_Object position labeling entries:_
..........
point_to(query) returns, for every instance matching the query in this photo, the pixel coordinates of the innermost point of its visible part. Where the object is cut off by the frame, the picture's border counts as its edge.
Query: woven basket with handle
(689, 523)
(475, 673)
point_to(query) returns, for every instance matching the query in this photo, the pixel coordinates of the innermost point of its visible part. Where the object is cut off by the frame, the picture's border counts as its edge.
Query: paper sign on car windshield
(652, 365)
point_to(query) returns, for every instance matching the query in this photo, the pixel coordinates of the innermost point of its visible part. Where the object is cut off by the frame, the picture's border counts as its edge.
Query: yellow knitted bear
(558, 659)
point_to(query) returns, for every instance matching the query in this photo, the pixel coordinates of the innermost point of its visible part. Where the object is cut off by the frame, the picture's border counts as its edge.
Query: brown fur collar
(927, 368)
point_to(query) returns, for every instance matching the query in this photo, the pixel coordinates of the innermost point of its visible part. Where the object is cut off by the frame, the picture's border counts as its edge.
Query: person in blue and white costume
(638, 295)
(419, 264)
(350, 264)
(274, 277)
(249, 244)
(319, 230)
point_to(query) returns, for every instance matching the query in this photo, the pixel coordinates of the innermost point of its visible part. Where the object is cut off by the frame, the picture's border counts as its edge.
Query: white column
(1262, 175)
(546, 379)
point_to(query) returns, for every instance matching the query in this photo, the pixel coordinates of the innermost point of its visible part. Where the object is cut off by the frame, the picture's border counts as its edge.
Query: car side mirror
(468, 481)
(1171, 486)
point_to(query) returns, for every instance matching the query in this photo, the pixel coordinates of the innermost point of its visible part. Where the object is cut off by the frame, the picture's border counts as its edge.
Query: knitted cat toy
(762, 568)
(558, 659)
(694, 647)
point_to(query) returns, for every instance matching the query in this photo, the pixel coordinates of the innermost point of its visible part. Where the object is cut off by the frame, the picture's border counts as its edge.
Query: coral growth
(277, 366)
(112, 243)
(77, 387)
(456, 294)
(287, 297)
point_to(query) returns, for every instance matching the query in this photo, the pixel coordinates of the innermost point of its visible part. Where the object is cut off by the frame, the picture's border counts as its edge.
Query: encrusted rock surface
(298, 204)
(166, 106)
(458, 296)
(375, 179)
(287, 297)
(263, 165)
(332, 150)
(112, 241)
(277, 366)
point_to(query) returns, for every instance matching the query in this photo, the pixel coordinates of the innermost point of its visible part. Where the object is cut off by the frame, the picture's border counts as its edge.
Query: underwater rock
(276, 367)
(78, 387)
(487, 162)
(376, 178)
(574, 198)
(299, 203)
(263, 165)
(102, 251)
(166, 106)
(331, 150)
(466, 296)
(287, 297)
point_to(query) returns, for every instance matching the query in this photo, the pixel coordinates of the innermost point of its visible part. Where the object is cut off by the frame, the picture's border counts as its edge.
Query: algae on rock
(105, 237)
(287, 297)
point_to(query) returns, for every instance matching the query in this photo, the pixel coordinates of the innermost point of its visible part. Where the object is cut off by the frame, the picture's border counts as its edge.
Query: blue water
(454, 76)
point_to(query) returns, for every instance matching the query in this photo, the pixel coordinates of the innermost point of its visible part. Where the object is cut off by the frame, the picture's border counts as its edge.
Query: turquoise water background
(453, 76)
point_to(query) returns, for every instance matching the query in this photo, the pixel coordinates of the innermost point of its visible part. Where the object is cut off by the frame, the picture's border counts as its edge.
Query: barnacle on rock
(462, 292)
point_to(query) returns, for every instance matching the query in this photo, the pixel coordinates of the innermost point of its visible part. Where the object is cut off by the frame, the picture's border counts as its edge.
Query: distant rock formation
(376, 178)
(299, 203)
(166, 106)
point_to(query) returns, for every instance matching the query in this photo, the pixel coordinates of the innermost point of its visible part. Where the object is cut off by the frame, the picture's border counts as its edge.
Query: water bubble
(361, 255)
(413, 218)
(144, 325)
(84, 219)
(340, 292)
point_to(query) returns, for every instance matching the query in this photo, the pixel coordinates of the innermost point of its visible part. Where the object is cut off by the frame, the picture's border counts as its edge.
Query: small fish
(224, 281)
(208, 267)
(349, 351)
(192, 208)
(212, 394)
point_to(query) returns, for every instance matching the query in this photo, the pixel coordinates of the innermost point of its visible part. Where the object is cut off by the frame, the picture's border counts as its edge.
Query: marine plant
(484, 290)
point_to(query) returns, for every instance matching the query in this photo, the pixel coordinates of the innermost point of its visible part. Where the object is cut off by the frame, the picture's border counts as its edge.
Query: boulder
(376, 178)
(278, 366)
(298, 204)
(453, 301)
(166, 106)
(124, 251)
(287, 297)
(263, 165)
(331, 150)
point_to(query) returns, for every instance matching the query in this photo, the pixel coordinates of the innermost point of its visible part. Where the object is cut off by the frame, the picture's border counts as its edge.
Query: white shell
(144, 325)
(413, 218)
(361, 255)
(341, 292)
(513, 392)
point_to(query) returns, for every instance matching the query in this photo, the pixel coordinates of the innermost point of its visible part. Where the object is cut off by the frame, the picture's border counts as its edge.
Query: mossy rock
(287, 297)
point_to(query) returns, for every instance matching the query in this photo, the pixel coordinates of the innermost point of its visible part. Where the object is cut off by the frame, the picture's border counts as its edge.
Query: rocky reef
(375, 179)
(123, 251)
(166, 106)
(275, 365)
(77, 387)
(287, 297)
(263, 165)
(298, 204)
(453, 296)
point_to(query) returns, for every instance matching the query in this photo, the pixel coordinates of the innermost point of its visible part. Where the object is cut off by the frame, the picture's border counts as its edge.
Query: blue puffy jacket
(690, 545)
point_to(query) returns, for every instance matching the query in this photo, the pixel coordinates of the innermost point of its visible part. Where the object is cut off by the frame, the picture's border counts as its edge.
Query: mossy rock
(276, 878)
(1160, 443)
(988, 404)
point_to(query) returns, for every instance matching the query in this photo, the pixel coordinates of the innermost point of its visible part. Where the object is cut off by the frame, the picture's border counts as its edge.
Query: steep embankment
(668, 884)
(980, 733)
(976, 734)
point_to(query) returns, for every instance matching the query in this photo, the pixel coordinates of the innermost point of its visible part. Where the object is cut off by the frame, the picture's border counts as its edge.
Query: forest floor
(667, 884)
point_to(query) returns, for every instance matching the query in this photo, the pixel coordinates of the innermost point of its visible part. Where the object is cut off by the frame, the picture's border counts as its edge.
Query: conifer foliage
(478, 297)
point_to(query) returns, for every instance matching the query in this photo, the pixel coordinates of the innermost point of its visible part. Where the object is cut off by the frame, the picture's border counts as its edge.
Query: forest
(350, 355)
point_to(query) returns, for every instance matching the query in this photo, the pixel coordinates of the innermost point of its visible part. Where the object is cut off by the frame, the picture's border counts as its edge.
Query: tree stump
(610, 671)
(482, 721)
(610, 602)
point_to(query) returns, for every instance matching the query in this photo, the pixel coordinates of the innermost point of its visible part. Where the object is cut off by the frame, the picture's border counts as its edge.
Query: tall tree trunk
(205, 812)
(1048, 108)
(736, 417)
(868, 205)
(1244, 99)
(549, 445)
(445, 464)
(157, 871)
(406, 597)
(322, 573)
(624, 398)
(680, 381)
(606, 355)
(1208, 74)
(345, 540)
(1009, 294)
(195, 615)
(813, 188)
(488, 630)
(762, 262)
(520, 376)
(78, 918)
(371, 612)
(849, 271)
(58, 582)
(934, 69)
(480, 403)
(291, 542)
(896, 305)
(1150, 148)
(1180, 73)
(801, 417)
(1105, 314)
..........
_TASK GOAL:_ How many lines in the records above contain the string "tree", matching case exactly? Reply with the number alone.

_RESULT OF THIS EXERCISE:_ 2